[Start of EXCERPTED TEXT]
It's one of the few movies that I own, and I watch it regularly. Its vision is complete and overwhelming, and it's a landmark not just of SF cinema, but of all cinema. I always mourn that it fell over sideways when it was first released, and it's a real shame that PKD didn't get to ever see the final product. I think he would have been most pleased.
posted by hippybear at 1:15 PM on January 12, 2010 [4 favorites]


Thanks for posting this. I'm a lifelong Philip K. Dick fan and I've always longed for some joyous words from the man to counteract to deadly pall cast by the afterword to A Scanner Darkly.
posted by 256 at 1:20 PM on January 12, 2010


Yeah, the movie is pretty great, but you know what was awesome, and is now almost completely forgotten? The Blade Runner adventure game from 1997. Man, that was a fun game. It really captured the spirit of the book as well, and had a ridiculous number of possible endings.
posted by dortmunder at 1:21 PM on January 12, 2010 [5 favorites]


Science fiction has slowly and ineluctably settled into a monotonous death: it has become inbred, derivative, stale. Suddenly you people have come in, some of the greatest talents currently in existence, and now we have a new life, a new start.
[End of EXCERPTED TEXT]
[Start of SUPPLIED MATERIAL]
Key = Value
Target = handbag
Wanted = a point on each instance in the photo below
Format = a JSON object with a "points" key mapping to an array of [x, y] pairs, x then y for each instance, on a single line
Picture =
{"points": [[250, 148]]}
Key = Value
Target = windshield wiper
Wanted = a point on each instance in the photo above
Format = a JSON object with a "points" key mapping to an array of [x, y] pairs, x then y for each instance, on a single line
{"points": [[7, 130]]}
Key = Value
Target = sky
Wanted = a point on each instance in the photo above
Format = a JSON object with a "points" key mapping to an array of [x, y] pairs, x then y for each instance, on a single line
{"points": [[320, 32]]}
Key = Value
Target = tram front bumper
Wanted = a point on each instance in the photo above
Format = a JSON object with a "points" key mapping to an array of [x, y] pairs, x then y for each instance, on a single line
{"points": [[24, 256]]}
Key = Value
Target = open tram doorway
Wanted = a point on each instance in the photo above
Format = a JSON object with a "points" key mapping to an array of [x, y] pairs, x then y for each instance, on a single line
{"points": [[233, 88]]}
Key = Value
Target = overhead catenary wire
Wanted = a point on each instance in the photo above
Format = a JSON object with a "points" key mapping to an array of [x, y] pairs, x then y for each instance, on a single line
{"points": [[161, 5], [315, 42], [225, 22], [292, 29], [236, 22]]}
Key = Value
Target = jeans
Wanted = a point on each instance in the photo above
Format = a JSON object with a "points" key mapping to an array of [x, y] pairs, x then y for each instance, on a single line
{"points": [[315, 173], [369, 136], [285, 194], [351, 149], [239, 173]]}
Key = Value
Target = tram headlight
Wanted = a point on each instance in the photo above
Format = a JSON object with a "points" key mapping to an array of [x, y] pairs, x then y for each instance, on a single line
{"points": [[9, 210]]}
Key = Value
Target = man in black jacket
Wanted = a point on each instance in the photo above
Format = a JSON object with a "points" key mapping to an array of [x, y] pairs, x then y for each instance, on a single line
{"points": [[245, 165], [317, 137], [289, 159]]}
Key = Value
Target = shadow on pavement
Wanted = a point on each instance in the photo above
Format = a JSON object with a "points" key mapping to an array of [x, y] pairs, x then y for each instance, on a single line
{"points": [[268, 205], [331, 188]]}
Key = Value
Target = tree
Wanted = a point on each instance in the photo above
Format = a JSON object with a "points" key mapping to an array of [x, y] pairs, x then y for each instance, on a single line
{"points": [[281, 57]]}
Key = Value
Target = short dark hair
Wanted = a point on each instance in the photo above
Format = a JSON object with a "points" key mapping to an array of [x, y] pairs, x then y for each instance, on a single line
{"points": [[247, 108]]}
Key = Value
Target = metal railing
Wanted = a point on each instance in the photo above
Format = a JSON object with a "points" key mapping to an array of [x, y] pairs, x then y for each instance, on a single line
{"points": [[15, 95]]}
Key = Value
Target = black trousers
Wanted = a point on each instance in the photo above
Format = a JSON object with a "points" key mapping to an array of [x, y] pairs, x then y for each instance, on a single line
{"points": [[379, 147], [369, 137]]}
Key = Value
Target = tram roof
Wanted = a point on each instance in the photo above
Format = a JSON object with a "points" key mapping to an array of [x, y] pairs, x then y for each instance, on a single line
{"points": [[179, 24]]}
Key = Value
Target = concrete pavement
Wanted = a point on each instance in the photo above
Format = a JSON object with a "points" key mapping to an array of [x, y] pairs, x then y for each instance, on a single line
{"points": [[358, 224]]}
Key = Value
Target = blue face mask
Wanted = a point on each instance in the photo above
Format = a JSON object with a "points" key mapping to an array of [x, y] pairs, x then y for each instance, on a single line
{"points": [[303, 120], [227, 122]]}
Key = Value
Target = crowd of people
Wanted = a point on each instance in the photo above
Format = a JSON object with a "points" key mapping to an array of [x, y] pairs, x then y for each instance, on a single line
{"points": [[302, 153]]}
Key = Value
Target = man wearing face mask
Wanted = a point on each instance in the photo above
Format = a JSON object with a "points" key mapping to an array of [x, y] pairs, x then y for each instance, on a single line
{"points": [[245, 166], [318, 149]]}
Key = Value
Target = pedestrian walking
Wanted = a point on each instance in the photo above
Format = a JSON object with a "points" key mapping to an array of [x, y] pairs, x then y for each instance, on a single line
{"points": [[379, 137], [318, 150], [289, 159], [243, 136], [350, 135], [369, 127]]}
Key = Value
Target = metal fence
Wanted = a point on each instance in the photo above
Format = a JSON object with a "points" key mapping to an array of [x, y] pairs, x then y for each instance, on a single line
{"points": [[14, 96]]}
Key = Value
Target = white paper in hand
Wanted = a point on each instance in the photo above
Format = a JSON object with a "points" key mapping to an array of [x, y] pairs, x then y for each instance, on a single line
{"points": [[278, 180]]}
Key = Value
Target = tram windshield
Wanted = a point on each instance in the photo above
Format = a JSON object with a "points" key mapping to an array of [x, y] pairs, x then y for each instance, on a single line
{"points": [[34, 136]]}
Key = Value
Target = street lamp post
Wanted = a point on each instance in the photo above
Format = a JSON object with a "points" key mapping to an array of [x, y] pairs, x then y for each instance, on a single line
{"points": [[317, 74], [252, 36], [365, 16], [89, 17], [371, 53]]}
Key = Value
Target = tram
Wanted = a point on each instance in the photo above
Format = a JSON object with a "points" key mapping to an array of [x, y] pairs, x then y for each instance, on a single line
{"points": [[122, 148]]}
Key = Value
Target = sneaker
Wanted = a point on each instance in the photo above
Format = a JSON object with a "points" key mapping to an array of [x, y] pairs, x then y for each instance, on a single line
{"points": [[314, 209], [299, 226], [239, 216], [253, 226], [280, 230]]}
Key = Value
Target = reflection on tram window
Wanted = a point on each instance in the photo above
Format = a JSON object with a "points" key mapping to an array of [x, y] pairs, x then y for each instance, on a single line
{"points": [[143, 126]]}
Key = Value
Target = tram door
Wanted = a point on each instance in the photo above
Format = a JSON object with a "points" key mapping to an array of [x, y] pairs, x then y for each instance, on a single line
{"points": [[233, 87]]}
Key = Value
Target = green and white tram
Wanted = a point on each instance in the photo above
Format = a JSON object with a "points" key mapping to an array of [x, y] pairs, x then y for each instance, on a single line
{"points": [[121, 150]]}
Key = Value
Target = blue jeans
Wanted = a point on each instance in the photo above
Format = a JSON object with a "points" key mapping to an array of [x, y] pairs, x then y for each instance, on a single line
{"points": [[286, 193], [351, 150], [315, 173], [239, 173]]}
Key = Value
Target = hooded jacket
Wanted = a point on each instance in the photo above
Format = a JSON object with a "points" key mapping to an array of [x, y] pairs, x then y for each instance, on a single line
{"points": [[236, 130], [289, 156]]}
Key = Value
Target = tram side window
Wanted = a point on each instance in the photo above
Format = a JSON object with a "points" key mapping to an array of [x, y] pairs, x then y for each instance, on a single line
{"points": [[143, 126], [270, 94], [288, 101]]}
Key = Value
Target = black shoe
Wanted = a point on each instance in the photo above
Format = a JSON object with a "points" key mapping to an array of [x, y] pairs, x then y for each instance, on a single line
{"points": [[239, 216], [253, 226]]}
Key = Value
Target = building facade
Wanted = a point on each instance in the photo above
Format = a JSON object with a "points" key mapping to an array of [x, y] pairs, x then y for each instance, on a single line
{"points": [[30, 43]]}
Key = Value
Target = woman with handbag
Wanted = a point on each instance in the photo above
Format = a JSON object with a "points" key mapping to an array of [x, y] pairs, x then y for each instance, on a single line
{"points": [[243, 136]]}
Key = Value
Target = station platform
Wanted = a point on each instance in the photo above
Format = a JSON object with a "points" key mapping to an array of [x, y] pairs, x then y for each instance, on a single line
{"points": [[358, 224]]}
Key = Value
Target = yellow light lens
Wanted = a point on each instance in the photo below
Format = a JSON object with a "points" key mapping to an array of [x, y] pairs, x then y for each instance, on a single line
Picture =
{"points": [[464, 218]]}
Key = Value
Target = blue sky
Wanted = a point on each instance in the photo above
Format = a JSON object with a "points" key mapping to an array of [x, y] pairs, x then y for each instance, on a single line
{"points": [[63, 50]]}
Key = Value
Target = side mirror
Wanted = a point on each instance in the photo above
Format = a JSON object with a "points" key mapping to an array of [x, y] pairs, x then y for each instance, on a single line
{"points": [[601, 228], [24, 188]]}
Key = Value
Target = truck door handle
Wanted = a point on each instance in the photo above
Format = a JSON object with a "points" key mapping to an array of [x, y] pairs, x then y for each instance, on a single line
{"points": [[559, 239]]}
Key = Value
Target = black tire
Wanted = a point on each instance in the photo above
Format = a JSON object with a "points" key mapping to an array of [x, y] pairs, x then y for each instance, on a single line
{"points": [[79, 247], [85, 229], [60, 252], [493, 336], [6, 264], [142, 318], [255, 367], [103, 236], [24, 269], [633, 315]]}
[End of SUPPLIED MATERIAL]
In the comment thread, copy out the part that opens with the words containing "posted by hippybear" and closes with "A Scanner Darkly.", swapping "lifelong" for "longtime".

FINAL RESULT:
posted by hippybear at 1:15 PM on January 12, 2010 [4 favorites]


Thanks for posting this. I'm a longtime Philip K. Dick fan and I've always longed for some joyous words from the man to counteract to deadly pall cast by the afterword to A Scanner Darkly.